Work request 1
Set down word for word the part of the Manchester Arena inquiry article starting with "Top (left to" and going on through "in the hearing.".
Work request 2
Which people does the image caption in the Manchester Arena inquiry article list in the bottom row?

Text section
Manchester

Manchester Arena attack: Survivors refused role in inquiry

Top (left to right): Lisa Lees, Alison Howe, Georgina Callender, Kelly Brewster, John Atkinson, Jane Tweddle, Marcin Klis, Eilidh MacLeod - Middle (left to right): Angelika Klis, Courtney Boyle, Saffie Roussos, Olivia Campbell-Hardy, Martyn Hett, Michelle Kiss, Philip Tron, Elaine McIver - Bottom (left to right): Wendy Fawell, Chloe Rutherford, Liam Allen-Curry, Sorrell Leczkowski, Megan Hurley, Nell Jones Image copyright Family photos
Image caption The bomb was detonated at the end of an Ariana Grande concert and killed 22 people

Manchester Arena bombing survivors have lost their bid to be represented at a public inquiry into the 2017 bombing.

In April, chairman Sir John Saunders denied survivors of the blast "core participant" status in the hearing.

The group took legal action to give them the same rights during the inquiry as the police, government and families of those who died.

Saoirse de Bont, who represents more than 50 survivors, said the decision was "hugely disappointing".

The public inquiry, due to begin in September, will examine the background to the attack and emergency responses.

Provided data
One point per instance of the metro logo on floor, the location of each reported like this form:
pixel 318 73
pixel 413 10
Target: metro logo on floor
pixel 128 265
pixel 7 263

Exercise answer 1
Top (left to right): Lisa Lees, Alison Howe, Georgina Callender, Kelly Brewster, John Atkinson, Jane Tweddle, Marcin Klis, Eilidh MacLeod - Middle (left to right): Angelika Klis, Courtney Boyle, Saffie Roussos, Olivia Campbell-Hardy, Martyn Hett, Michelle Kiss, Philip Tron, Elaine McIver - Bottom (left to right): Wendy Fawell, Chloe Rutherford, Liam Allen-Curry, Sorrell Leczkowski, Megan Hurley, Nell Jones Image copyright Family photos
Image caption The bomb was detonated at the end of an Ariana Grande concert and killed 22 people

Manchester Arena bombing survivors have lost their bid to be represented at a public inquiry into the 2017 bombing.

In April, chairman Sir John Saunders denied survivors of the blast "core participant" status in the hearing.

Exercise answer 2
Wendy Fawell, Chloe Rutherford, Liam Allen-Curry, Sorrell Leczkowski, Megan Hurley, Nell Jones